= What this task involves =
Reproduce the data word for word, from the line that contains "of the sandy" through the line that contains "pixel 140 51", and give nothing else.

= Given entries =
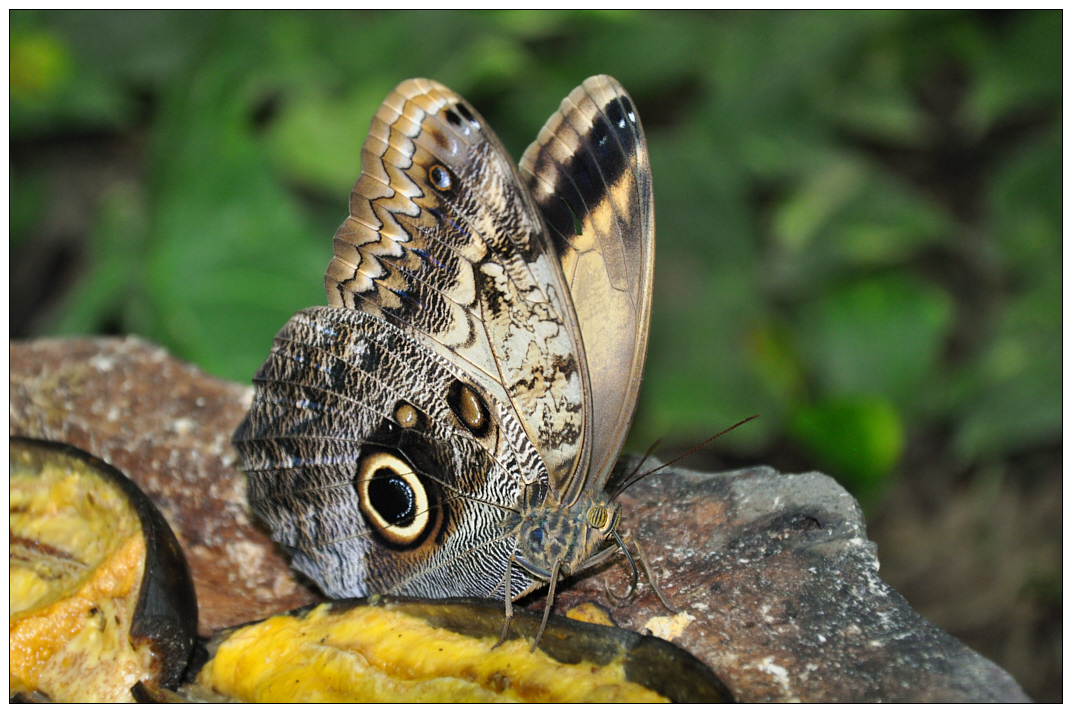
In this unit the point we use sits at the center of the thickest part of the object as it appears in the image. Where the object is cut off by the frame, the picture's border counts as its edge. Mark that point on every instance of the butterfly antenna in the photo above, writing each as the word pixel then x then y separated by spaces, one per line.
pixel 634 479
pixel 633 565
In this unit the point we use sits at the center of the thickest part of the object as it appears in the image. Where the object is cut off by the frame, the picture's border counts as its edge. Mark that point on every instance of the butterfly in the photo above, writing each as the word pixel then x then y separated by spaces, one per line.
pixel 448 425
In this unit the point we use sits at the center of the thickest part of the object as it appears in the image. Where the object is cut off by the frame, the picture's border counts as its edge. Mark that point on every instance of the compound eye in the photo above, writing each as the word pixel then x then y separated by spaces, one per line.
pixel 392 499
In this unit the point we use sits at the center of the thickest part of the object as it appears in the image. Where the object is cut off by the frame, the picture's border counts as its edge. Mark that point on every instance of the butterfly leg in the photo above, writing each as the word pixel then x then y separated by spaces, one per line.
pixel 651 577
pixel 634 575
pixel 550 603
pixel 509 605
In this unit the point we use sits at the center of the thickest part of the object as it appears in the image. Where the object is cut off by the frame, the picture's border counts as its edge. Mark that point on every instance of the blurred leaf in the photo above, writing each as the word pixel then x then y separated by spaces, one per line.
pixel 115 285
pixel 1021 71
pixel 878 336
pixel 859 441
pixel 40 65
pixel 317 138
pixel 1016 396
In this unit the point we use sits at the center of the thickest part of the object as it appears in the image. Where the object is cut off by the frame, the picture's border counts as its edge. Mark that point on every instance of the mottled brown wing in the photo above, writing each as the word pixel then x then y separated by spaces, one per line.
pixel 589 168
pixel 444 241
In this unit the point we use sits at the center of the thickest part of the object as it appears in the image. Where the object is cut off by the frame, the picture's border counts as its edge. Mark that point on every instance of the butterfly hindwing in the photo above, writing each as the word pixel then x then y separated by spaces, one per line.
pixel 444 240
pixel 358 461
pixel 449 421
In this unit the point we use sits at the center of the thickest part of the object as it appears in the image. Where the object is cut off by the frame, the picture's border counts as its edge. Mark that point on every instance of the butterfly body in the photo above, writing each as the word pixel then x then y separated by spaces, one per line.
pixel 447 426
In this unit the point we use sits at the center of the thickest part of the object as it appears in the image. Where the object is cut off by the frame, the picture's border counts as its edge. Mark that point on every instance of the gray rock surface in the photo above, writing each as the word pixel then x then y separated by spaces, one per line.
pixel 776 581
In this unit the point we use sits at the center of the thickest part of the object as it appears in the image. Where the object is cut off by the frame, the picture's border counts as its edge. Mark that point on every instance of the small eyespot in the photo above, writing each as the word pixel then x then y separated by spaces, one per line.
pixel 470 409
pixel 465 113
pixel 440 177
pixel 405 415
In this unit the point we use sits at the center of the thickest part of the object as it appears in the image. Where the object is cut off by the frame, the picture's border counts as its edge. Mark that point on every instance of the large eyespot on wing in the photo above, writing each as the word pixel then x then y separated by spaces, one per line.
pixel 590 175
pixel 358 463
pixel 445 242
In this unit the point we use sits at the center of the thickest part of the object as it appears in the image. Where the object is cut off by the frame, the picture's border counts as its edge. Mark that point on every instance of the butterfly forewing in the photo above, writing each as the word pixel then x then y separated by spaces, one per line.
pixel 589 168
pixel 448 422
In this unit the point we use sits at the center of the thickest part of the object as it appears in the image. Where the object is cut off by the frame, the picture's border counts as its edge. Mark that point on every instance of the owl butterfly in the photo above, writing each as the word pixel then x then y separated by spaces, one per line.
pixel 448 426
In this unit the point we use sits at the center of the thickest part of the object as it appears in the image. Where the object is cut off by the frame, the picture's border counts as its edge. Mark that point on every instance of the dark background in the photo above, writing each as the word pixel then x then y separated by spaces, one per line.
pixel 859 220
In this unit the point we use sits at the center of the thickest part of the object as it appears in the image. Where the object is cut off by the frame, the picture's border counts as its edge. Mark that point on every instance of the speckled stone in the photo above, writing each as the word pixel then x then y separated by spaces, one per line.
pixel 776 581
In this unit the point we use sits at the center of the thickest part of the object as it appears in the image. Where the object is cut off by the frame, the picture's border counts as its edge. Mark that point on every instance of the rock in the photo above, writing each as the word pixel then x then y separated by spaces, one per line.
pixel 776 581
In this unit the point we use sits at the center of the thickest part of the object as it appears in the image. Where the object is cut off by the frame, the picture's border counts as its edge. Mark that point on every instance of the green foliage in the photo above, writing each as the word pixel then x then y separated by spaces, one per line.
pixel 808 268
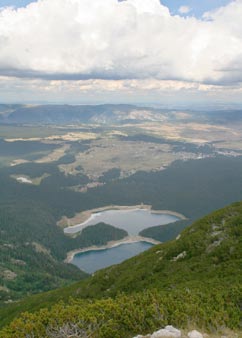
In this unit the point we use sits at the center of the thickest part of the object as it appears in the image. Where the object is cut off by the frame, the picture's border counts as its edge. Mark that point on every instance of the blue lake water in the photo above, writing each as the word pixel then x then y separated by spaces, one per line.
pixel 94 260
pixel 133 221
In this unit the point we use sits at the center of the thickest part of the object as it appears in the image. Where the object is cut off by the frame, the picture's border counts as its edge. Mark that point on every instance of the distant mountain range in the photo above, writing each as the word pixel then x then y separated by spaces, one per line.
pixel 107 114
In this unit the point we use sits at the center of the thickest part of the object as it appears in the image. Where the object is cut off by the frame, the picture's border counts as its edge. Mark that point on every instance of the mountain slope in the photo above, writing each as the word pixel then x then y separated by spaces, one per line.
pixel 194 280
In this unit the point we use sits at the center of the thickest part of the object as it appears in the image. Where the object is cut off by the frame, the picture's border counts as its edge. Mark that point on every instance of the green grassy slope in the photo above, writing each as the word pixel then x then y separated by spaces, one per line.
pixel 195 279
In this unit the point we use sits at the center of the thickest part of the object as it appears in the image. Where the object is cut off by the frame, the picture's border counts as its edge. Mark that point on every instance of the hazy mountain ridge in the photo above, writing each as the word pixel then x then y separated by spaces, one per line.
pixel 109 113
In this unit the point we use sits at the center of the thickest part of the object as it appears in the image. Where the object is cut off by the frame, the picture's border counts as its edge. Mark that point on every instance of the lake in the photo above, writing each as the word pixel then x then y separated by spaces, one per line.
pixel 133 221
pixel 93 260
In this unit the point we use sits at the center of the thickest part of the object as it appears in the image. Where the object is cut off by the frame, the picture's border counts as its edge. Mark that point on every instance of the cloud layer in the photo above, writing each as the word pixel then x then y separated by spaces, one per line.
pixel 111 39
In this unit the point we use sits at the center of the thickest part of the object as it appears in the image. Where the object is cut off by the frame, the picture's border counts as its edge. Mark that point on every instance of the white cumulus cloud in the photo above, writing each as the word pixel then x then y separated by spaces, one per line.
pixel 184 9
pixel 111 39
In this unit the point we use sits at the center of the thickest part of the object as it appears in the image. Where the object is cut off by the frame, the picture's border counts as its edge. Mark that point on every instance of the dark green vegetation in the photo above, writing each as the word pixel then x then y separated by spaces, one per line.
pixel 32 249
pixel 192 281
pixel 28 213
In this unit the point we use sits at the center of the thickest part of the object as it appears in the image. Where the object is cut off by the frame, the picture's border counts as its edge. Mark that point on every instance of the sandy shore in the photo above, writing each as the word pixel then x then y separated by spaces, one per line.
pixel 82 217
pixel 109 245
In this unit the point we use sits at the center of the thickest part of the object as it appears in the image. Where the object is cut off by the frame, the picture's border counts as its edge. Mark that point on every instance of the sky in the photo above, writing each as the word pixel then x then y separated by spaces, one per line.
pixel 140 51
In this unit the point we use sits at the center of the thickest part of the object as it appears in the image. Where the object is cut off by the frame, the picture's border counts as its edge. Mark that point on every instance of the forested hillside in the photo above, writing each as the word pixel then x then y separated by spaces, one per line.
pixel 32 246
pixel 194 281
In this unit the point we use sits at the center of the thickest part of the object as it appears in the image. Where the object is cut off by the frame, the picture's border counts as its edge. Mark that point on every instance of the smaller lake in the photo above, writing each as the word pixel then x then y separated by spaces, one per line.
pixel 91 261
pixel 133 221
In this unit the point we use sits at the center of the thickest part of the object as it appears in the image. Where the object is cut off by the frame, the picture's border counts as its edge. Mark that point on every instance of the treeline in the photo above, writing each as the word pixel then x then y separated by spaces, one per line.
pixel 192 281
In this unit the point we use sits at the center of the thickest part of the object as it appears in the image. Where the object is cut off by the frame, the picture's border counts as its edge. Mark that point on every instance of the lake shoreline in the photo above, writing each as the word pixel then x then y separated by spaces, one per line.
pixel 109 245
pixel 84 216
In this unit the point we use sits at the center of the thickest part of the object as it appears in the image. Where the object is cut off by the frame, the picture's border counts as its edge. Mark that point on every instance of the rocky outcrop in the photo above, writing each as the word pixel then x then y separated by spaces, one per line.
pixel 171 332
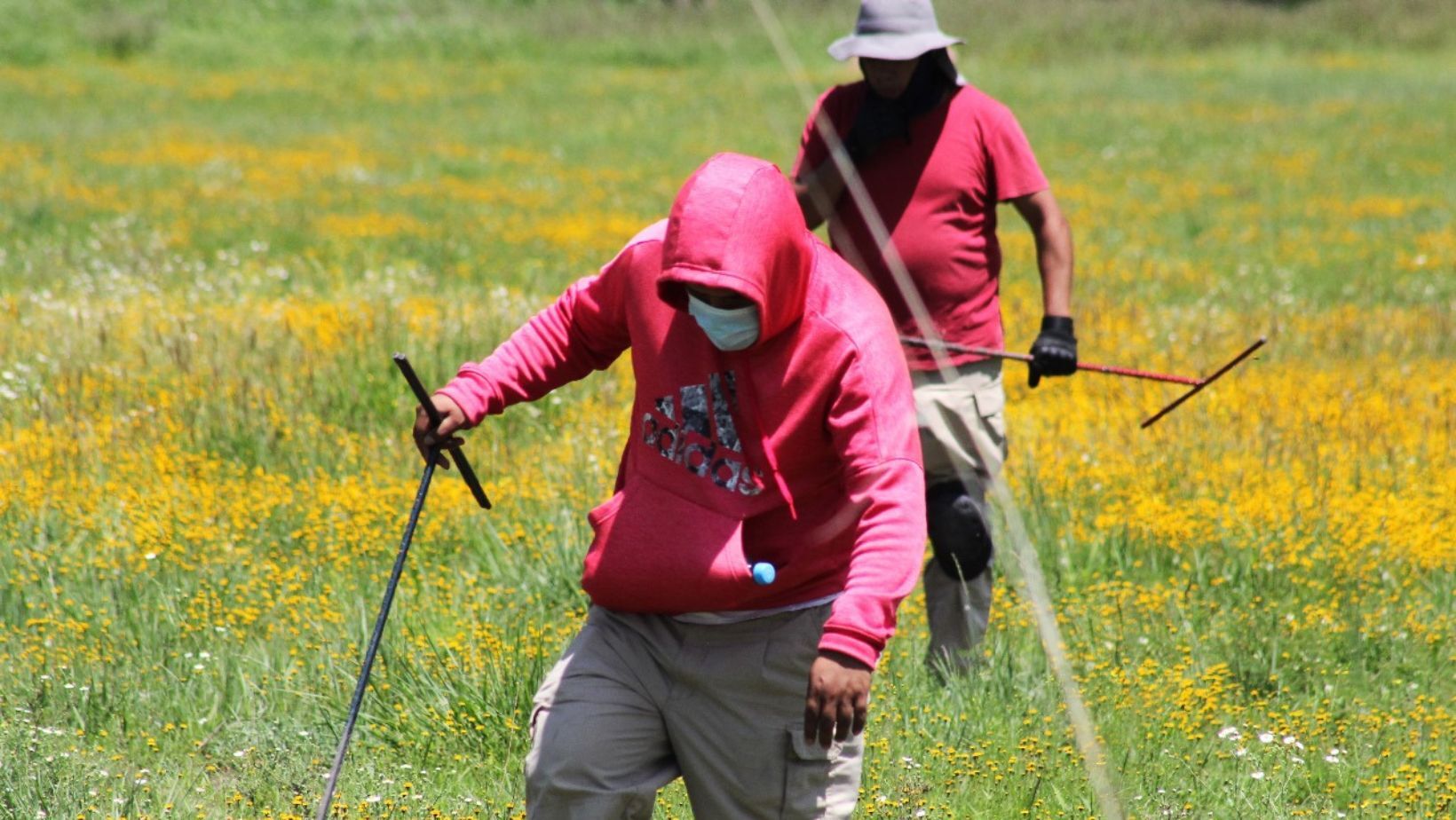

= Answer for this exercise =
In this unit the point we use sits at the center of the thickest part of the object as it appears in the image. Where the object is cut off by the frame, the picture's border counts as its edge. Mark that point on every instance of the sandy shore in the photo above, writing each as the word pixel then x then y separated by spaces, one per line.
pixel 82 217
pixel 109 245
In this unit the point we use sits at the center of the thickest part of the object as it appears in the image. Where the object is cut off by the frame, the picture's border counts as its edge. Mark that point on every instance of the sky in the photo above, writing each as the word pixel then x then y separated by spaces, one per line.
pixel 140 51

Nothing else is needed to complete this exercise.